Telework is not just a flexible work arrangement, but a performance management strategy that can facilitate a new kind of outcomes-based government. So noted Aneesh Chopra, Secretary of Technology for the Commonwealth of Virginia, during his keynote address at the October 15 Telework Exchange Town Hall Meeting. Chopra explained that the Commonwealth's telework program is enabling state agencies to improve productivity significantly, slash turnover rates and excessive leave time, and save money.
"This is not just because of the good deeds of doing right by the environment or addressing our congestion issues - both of which are obvious priorities - this is good business sense," Chopra stated, adding that telework is something his state increasingly is turning to, even as the state faces an unexpected $2.5 billion budget shortfall in the wake of the recent economic slowdown.
Under Governor Tim Kaine's leadership, Virginia has taken a more progressive and highly-successful approach to government operations by putting the emphasis on results rather than traditional measures, such as the amount of time spent on a project. That strategy, not surprisingly, includes a strong emphasis on telework, which, Chopra says, came up early and frequently when the new administration took office in 2005.
"Governor Kaine immediately acknowledged that when it comes to managing by outcomes, the very natural question is: ‘Why do we care where you work?'" Chopra recalled, noting that one of the Governor's very first actions was to create an office to promote telework, managed by Karen Jackson, and he set an ambitious goal of enabling 20 percent of the Commonwealth's workforce to telework on a regular basis by 2010. "Telework became a very natural priority for us as we thought about outcomes-based government."
As part of its performance management approach, the new administration first required that all 95 state agencies sit down and document the key outcomes they needed to achieve during the next five to ten years. These objectives and related productivity measures were published on a public Web site, to "change the lexicon of our discussion," Chopra explained.
"Now when we have a budget discussion, we talk about it in terms of: ‘How much will an incremental investment in "X" yield in terms of outcome improvement?'" he explained. "So we have an outcome goal that we hold ourselves accountable for and we have a portfolio of programs and initiatives that we now can use to measure success against those goals."
When it came to telework, Governor Kaine took a multi-pronged approach to implementing a telework culture across the Commonwealth. Chopra and his team codified the definition of telework as working at least one day per week (or 32 hours per month) out of the office; changed the eligibility standard from an opt-in to an opt-out approach; established a cross-agency technology group to develop and post information on telework best practices and guidelines, including a telework roadmap; and encouraged private sector adoption by getting pledges from some of the largest employers in the state to match the Governor's telework goals.

************

### [PROBLEMS TO WORK ON]
[1] In the telework passage, what goal did Governor Kaine set for the Commonwealth's workforce?
[2] Rewrite the telework passage starting at "When it came" and ending at "Governor's telework goals.", with "pledges" changed to "commitments".

************

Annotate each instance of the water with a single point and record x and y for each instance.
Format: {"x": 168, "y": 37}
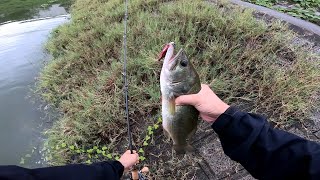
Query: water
{"x": 21, "y": 58}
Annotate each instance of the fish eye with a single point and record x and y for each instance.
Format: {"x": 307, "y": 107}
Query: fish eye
{"x": 184, "y": 63}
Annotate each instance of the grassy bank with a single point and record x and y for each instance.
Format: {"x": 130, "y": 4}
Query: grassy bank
{"x": 245, "y": 61}
{"x": 305, "y": 9}
{"x": 25, "y": 9}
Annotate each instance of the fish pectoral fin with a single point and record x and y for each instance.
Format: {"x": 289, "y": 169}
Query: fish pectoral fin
{"x": 172, "y": 106}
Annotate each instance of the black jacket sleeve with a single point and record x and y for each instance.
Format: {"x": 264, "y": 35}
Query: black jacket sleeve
{"x": 103, "y": 170}
{"x": 265, "y": 152}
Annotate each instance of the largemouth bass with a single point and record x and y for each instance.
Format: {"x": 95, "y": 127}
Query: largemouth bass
{"x": 178, "y": 77}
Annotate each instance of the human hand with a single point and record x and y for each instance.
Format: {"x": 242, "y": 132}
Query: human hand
{"x": 128, "y": 160}
{"x": 206, "y": 102}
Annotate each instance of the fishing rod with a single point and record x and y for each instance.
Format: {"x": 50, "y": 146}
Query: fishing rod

************

### [RESPONSES TO THE TASKS]
[1] He set a goal of enabling 20 percent of the Commonwealth's workforce to telework on a regular basis by 2010.

[2]
When it came to telework, Governor Kaine took a multi-pronged approach to implementing a telework culture across the Commonwealth. Chopra and his team codified the definition of telework as working at least one day per week (or 32 hours per month) out of the office; changed the eligibility standard from an opt-in to an opt-out approach; established a cross-agency technology group to develop and post information on telework best practices and guidelines, including a telework roadmap; and encouraged private sector adoption by getting commitments from some of the largest employers in the state to match the Governor's telework goals.